▶ MATERIAL SHOWN

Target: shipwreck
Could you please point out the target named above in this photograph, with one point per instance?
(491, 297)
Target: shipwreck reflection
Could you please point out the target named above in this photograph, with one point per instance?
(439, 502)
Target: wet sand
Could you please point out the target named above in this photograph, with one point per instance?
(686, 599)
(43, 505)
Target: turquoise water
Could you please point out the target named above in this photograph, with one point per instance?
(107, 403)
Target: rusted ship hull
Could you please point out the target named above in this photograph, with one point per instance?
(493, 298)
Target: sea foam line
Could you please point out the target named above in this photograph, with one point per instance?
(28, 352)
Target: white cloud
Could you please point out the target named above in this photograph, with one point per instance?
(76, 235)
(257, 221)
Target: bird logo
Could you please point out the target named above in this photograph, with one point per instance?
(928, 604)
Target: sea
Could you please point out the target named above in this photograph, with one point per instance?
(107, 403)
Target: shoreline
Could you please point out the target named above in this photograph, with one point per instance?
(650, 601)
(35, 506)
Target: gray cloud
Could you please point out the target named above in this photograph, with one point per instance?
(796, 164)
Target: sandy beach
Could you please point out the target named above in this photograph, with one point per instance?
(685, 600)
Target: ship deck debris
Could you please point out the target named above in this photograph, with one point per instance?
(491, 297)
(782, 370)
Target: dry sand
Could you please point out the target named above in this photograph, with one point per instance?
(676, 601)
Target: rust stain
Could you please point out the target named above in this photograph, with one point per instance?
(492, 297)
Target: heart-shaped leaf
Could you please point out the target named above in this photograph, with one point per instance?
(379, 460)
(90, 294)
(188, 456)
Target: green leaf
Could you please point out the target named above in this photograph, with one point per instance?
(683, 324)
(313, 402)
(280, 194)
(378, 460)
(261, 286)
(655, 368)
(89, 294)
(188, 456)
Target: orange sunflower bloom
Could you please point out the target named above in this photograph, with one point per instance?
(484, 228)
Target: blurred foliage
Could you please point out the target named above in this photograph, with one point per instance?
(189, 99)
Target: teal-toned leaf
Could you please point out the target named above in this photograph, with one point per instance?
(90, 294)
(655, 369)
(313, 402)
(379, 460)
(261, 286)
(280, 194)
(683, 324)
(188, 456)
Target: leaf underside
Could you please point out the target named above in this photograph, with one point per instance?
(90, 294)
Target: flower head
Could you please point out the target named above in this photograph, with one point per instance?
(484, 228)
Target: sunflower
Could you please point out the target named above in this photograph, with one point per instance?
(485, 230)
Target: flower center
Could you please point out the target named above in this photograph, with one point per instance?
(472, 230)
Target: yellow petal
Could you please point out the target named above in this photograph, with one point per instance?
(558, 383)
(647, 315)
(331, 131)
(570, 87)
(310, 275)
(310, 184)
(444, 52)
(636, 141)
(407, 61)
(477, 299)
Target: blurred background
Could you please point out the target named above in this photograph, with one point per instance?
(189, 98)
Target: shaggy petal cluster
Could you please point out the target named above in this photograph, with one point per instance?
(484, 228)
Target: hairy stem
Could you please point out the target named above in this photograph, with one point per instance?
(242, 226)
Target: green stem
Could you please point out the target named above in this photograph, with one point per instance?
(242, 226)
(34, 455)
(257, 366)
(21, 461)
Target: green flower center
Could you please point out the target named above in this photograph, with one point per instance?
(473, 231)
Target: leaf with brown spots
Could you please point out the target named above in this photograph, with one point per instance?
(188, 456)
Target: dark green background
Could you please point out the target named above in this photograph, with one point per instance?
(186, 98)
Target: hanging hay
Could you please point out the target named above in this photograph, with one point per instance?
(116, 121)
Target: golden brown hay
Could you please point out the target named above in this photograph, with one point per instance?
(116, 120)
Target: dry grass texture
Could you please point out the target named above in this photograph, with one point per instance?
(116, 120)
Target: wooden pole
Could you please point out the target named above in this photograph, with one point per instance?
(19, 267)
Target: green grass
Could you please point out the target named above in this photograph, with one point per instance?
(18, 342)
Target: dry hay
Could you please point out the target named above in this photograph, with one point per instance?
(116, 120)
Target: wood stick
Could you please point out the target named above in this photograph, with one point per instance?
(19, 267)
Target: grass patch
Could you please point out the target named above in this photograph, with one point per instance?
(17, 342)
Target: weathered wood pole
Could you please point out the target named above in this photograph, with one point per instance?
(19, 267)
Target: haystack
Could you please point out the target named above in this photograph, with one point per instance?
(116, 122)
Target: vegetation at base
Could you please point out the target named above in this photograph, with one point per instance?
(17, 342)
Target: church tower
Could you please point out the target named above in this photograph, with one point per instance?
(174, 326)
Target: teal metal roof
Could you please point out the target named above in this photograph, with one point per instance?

▶ EXERCISE BRIEF
The records above should be repeated in full, exactly as given.

▶ WRITTEN ANSWER
Target: shipwreck
Could you please point out the target named above in this photograph, with one point per instance?
(491, 297)
Target: shipwreck reflection
Could you please point out the target named above in this photograph, with one point per instance?
(439, 502)
Target: wet sand
Could you please point out the target named above in this photograph, with one point per instance?
(686, 599)
(43, 505)
Target: turquoise water
Could you please point out the target named above in this photograph, with one point per instance?
(107, 403)
Target: rusted ship hull
Could you please point out the target named above in this photograph, with one point per instance?
(493, 298)
Target: sea foam line
Could you please point out the target named above in this photograph, with one point per instance?
(28, 352)
Target: white cloud
Could you please point out the target named above in this photograph, with one point per instance?
(76, 235)
(257, 221)
Target: bird logo
Could you please point out the target named above in this photograph, with one point per instance?
(928, 604)
Target: sea
Could you please point out the target named above in this photograph, with one point per instance?
(107, 403)
Target: shoreline
Could you please point out the target named above in this photograph, with one point per instance?
(650, 601)
(35, 506)
Target: gray cloud
Could you please point out the target named above in this photograph, with one point per instance?
(796, 164)
Target: sandy beach
Could you please point out the target named above in this photograph, with one point per instance?
(685, 600)
Target: ship deck debris
Could you please point out the target named above in this photograph, with one point per instance?
(491, 297)
(782, 370)
Target: dry sand
Could you please point out the target named above in this photograph, with one point per instance?
(676, 601)
Target: rust stain
Could you please point out the target named above in this photograph, with one point per instance?
(492, 297)
Target: heart-shaped leaf
Could you please point out the target named above in this photograph, with one point per instance?
(379, 460)
(90, 294)
(188, 456)
Target: green leaf
Could you please point out the target named above in this photograph, with one point per instance?
(683, 324)
(313, 402)
(280, 194)
(378, 460)
(261, 286)
(655, 368)
(89, 294)
(188, 456)
Target: orange sunflower bloom
Could you please point out the target named above in this photograph, with one point per instance?
(484, 228)
Target: blurred foliage
Could you please point out the target named above in this photograph, with one point per instance?
(189, 99)
Target: teal-toned leaf
Could you please point out the target named above in this photograph, with one point per instance?
(90, 294)
(655, 369)
(313, 402)
(379, 460)
(261, 286)
(280, 194)
(683, 324)
(188, 456)
Target: leaf underside
Could you please point out the target named above in this photograph, with one point per instance?
(90, 294)
Target: flower head
Could you please point out the target named above in this photograph, with one point per instance?
(484, 228)
Target: sunflower
Could you please point out the target named above in this photograph, with one point per instance?
(485, 230)
Target: flower center
Could you please point out the target named above in this photograph, with one point per instance?
(472, 230)
Target: yellow petal
Could you please point out the target named above in this photograph, with one point per instance?
(558, 383)
(647, 315)
(331, 131)
(570, 87)
(310, 275)
(310, 184)
(444, 52)
(636, 141)
(407, 61)
(477, 299)
Target: blurred background
Could you please point out the target named above in this photograph, with one point per instance?
(189, 98)
Target: shaggy petal cluster
Could you please point out the target named above in this photograph, with one point per instance?
(484, 228)
Target: hairy stem
Could you please point out the target named above in this photograph, with one point per instance?
(242, 226)
Target: green stem
Could you please point out the target named above in this photograph, with one point per instance?
(242, 226)
(34, 455)
(257, 366)
(21, 461)
Target: green flower center
Could you please point out the target named above in this photograph, with one point per instance?
(473, 231)
Target: leaf with brown spots
Could you please point out the target named above in this photograph, with one point per instance?
(188, 456)
Target: dark green background
Could you please point out the target named above in this photograph, with one point per instance?
(186, 98)
Target: hanging hay
Could you please point out the target named above in this photograph, with one point per instance?
(116, 121)
Target: golden brown hay
Could you please point out the target named above in this photograph, with one point per instance?
(116, 120)
Target: dry grass texture
Could you please point out the target named above in this photograph, with one point per instance?
(116, 120)
Target: wooden pole
Could you please point out the target named above in this photograph, with one point per instance?
(19, 267)
Target: green grass
Could you please point out the target named above in this photograph, with one point per instance?
(18, 342)
Target: dry hay
Could you please point out the target named above in this photograph, with one point per instance?
(116, 120)
Target: wood stick
Could you please point out the target named above in this photograph, with one point per instance?
(19, 267)
Target: grass patch
Could you please point out the target named above in this photograph, with one point per instance?
(17, 342)
Target: weathered wood pole
Could you please point out the target named above in this photograph, with one point per instance?
(19, 267)
Target: haystack
Could you please point out the target named above in this photograph, with one point per instance?
(116, 122)
Target: vegetation at base
Could you please point out the target named above in this photograph, with one point per instance?
(17, 342)
Target: church tower
Could you please point out the target named above in this photograph, with one point per instance?
(174, 326)
Target: teal metal roof
Could you please point out the target named above in this photograph, with one point per instance?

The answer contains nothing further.